▶ **What you should do**: Return the entries below line for line, without any changes, and leave the pictures out of your reply.

(Stored data)
↓
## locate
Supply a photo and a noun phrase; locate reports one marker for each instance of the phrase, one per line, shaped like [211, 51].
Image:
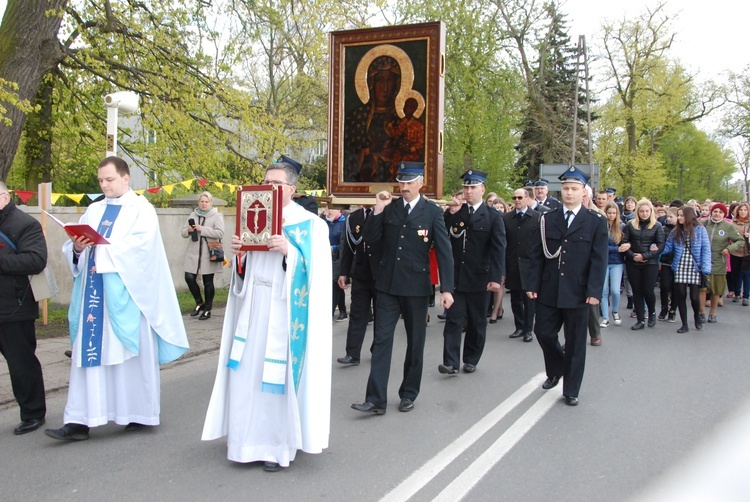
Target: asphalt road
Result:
[651, 400]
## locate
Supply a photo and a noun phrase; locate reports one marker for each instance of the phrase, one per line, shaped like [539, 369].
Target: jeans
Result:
↑
▶ **In response**:
## locate
Supply a photo and a noun phrase; locate reports one marker for each instance of the phrase, one per line, shaped like [211, 51].
Image:
Target: asphalt road
Result:
[651, 400]
## locate
Supply a photo and a noun phrase; locate reports one marker for each instance of the phrase, one per line, shaped like [539, 369].
Target: jeans
Result:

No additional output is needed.